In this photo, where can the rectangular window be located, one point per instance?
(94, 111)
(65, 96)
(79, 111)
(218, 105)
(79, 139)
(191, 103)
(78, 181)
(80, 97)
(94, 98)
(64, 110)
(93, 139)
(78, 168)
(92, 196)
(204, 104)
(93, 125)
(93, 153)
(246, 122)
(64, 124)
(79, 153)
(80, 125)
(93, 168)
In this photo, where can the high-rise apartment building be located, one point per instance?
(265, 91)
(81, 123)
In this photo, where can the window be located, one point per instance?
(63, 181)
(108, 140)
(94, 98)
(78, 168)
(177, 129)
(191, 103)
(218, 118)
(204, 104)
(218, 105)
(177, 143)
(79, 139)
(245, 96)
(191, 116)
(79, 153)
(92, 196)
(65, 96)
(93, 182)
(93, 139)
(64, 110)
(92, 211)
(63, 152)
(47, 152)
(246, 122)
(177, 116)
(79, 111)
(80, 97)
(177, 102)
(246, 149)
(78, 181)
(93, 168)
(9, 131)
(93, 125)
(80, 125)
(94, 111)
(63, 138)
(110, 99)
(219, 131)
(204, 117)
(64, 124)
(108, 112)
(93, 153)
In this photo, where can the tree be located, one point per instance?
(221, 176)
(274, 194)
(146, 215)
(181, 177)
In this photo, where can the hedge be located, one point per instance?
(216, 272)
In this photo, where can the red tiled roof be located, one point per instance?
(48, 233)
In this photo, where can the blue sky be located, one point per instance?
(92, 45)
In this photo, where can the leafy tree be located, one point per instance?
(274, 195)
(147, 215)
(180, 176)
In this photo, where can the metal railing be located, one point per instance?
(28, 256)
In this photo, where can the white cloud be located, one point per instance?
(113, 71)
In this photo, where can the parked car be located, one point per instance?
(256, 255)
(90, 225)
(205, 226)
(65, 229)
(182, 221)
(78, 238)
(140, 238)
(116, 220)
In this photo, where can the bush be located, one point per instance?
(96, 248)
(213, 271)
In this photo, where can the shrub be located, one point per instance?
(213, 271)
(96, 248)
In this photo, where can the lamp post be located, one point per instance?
======
(Aim of the task): Turn the rows above, starting at the line that contains "In this photo, where can the tree" and ending at the last line of the rows, into a JSON list of strings with one string per line, leaving out blank lines.

(Full response):
[
  "In this photo, where can the tree be located, one point per instance?",
  "(221, 176)",
  "(274, 194)",
  "(146, 215)",
  "(181, 177)",
  "In this photo, where can the hedge be located, one point per instance?",
  "(216, 272)",
  "In this photo, where can the red tiled roof be located, one point per instance?",
  "(48, 233)",
  "In this photo, where can the blue sky be located, one point per instance?",
  "(92, 45)",
  "In this photo, where can the leafy tree be located, one point per instance?",
  "(274, 195)",
  "(147, 215)",
  "(180, 176)",
  "In this photo, where can the metal railing be located, one point per instance?",
  "(28, 256)",
  "In this photo, where can the white cloud be located, one point per instance?",
  "(113, 71)",
  "In this photo, where can the parked car be located, one point per instance?",
  "(256, 255)",
  "(90, 225)",
  "(205, 226)",
  "(65, 229)",
  "(182, 221)",
  "(78, 238)",
  "(140, 238)",
  "(116, 220)",
  "In this photo, where can the bush be located, one point per instance?",
  "(96, 248)",
  "(213, 271)",
  "In this photo, where can the shrub be located, one point per instance?",
  "(213, 271)",
  "(96, 248)",
  "In this photo, where can the lamp post be located, one point per instance?"
]